> MATERIAL SUPPLIED:
■ ■ ■ ■ ■ ■ ■

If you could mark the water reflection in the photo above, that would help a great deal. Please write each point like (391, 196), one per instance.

■ ■ ■ ■ ■ ■ ■

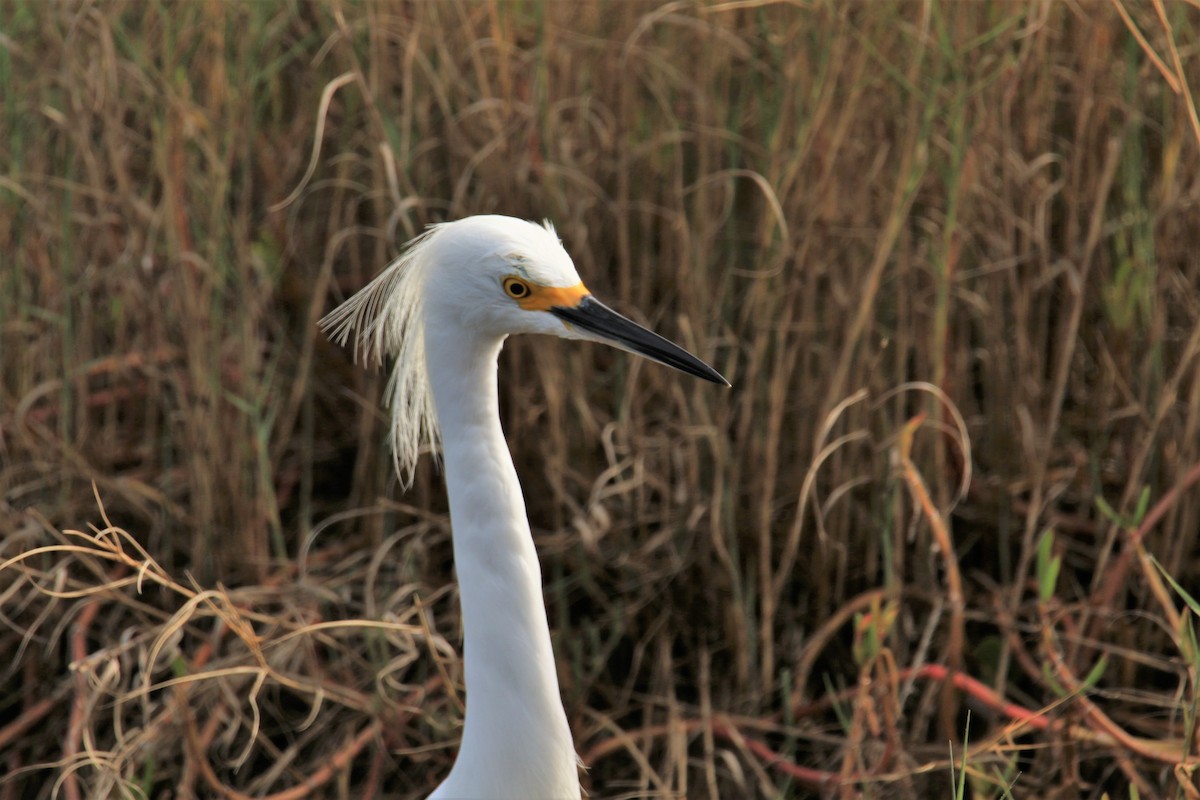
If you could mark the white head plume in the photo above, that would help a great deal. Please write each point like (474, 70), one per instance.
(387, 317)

■ ■ ■ ■ ■ ■ ■

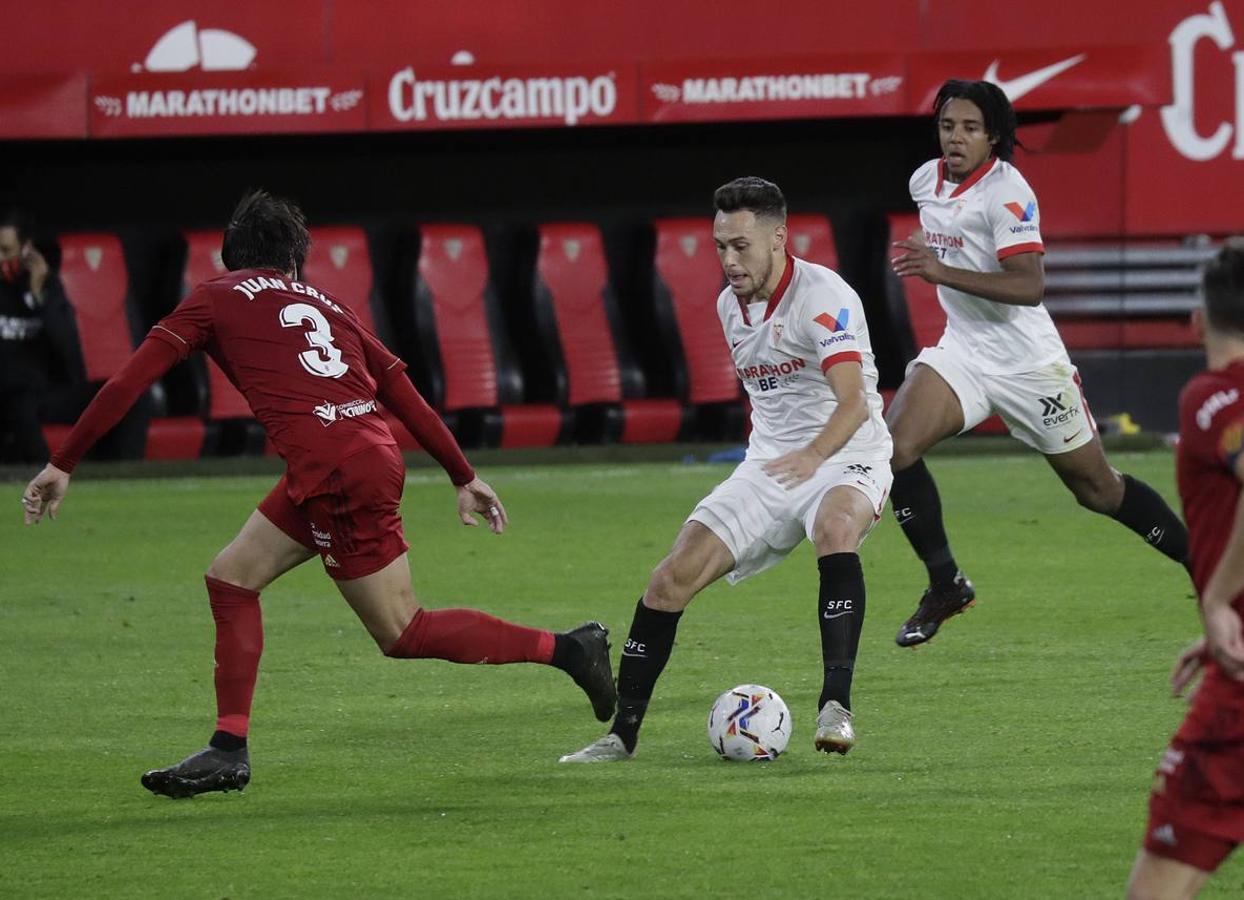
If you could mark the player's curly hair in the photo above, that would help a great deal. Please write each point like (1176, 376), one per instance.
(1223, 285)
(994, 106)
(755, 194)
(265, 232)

■ ■ ■ ■ ■ ■ ■

Pull out every line in the records above that contains the string "write", and copy each one. Case counts.

> ANSWER TO THIS EXERCISE:
If you could mark the water reflection in the photo above, that would help a great deal. Please write each point like (391, 196), one per instance.
If you could mark the white head plume in the photo above, that would help a great deal. Please write each point like (474, 70), one per instance.
If you could mark the player's curly hair in the photo above, that would help a great deal. Please write each point like (1176, 376), one per instance.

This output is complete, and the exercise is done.